_Given problem 1_
According to the market commentary, what would be the next major target if the market pushes through the 6,900-point area?

_Source_
################
Now we are trading right inside the 6,900-point area, and after this consolidation, the market should be able to push through it. If that happens, we would be at new all-time highs, and the next major target would be the 7,000-point mark.

I would expect the index to continue grinding higher along the grey shaded trend-line area of the expanding channel. I marked a possible path toward 7,000 in red on the chart. This scenario looks very possible going into the end of the year and into January.
Of course, it’s still possible that the 6,900-point zone acts as resistance again and that we need one more pullback. I think that scenario is less likely, but still possible. If that happens, I would expect a drop toward the green shaded area — the lower boundary of the expanding formation — which would be a potential support zone.
Short-Term Risk Outlook
Finally, looking at the short-term buy and sell score: the S&P 500 is shown in black, the buy score in green, and the sell score in red, with a zoomed-in version at the top. We had a nice buy signal during the November sell-off, which gave us several good entries. Now, after this strong rally, the market has been consolidating for one to two weeks.
################
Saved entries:
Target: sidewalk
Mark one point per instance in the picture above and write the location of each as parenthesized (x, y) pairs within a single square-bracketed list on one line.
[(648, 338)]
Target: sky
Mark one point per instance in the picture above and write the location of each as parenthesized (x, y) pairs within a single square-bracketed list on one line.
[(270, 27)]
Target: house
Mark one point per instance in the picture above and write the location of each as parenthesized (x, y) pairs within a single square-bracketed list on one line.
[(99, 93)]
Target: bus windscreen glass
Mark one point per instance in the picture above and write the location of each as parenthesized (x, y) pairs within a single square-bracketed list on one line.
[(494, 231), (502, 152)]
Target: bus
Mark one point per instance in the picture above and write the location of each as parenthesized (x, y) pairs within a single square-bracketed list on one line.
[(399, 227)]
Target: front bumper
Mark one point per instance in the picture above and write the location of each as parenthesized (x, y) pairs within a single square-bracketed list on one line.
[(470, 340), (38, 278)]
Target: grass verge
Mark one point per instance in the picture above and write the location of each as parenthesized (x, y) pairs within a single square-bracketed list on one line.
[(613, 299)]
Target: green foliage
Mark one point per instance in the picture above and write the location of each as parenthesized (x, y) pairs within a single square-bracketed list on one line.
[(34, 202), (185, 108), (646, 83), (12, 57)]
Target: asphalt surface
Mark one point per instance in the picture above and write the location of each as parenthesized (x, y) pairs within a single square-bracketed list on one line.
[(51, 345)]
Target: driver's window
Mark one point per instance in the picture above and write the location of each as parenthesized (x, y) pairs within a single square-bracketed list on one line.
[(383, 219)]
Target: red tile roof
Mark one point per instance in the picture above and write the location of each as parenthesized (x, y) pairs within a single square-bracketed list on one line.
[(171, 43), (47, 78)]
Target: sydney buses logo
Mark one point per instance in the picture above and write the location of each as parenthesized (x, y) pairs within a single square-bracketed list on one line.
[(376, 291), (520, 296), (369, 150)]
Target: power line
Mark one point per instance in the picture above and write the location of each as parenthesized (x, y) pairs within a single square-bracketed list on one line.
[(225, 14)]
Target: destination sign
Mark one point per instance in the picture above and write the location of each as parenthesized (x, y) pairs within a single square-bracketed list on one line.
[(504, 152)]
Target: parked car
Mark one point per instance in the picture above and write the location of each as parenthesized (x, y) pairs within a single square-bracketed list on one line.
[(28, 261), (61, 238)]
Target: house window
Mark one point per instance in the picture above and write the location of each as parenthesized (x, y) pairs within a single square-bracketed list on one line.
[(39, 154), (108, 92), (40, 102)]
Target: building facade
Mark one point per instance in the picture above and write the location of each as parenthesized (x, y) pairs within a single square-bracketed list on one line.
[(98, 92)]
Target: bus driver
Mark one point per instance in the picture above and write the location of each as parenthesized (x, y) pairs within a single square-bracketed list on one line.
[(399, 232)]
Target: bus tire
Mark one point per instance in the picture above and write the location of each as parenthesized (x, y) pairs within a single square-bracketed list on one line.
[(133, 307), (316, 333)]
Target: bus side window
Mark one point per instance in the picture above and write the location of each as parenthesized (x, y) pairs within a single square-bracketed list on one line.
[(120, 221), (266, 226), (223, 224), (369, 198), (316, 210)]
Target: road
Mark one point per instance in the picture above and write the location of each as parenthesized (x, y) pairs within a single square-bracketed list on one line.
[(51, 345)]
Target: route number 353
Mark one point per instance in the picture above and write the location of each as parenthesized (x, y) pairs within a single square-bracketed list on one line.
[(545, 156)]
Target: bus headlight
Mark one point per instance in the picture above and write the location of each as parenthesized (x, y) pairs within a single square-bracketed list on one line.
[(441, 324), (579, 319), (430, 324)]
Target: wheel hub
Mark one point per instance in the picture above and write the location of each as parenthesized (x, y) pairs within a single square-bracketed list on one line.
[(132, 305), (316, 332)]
################
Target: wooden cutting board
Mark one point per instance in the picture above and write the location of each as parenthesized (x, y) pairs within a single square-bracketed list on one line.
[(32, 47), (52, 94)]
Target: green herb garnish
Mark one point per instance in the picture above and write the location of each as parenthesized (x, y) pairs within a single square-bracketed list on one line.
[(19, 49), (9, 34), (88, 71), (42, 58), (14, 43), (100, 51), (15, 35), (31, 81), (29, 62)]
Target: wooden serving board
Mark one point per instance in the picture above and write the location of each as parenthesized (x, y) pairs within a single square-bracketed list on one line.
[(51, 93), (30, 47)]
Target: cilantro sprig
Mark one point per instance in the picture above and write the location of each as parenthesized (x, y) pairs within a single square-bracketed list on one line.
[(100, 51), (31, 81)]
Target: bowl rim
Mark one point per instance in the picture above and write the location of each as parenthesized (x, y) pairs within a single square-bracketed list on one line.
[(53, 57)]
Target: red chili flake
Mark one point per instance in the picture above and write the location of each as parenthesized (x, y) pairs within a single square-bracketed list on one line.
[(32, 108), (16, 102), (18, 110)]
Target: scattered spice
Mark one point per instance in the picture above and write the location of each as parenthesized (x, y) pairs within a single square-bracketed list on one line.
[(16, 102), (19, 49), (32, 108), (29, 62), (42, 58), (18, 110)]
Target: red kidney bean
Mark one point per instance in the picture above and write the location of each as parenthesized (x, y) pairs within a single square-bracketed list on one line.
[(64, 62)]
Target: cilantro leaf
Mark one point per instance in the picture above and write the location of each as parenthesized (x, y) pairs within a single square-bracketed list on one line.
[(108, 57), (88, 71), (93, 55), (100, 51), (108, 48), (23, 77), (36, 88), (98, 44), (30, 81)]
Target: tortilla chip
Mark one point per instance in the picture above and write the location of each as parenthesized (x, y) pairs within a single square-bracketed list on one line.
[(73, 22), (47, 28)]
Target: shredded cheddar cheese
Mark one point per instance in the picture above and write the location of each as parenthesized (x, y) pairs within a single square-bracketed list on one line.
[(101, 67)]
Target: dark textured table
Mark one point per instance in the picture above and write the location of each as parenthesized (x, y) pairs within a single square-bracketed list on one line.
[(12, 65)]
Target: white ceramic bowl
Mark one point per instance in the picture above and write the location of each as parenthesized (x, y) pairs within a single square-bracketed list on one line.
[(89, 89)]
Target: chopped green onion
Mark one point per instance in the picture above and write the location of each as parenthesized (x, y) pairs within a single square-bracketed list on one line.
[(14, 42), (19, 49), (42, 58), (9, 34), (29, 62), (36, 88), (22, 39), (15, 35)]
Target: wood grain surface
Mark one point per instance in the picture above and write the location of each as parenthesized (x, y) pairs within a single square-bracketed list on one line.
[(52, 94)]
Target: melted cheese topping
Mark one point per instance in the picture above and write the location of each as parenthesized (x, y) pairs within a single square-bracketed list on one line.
################
_Given problem 2_
In the listing, rewrite every line between the line holding "Target: power line" and the line holding "[(504, 152)]", inclusive, requests included. Multiply each coordinate in the answers by 2.45 and round it to a whole number, with halves rounded up.

_Correct output 1_
The 7,000-point mark.

_Correct output 2_
Target: power line
Mark one point per instance in the picture above and write the location of each as parenthesized (x, y) pairs within a single square-bracketed list on one line.
[(551, 34)]
Target: destination sign
Mark one point per instance in the picture above and write the location of each as parenthesized (x, y) pairs within a single square-bracketed list on one line.
[(1235, 372)]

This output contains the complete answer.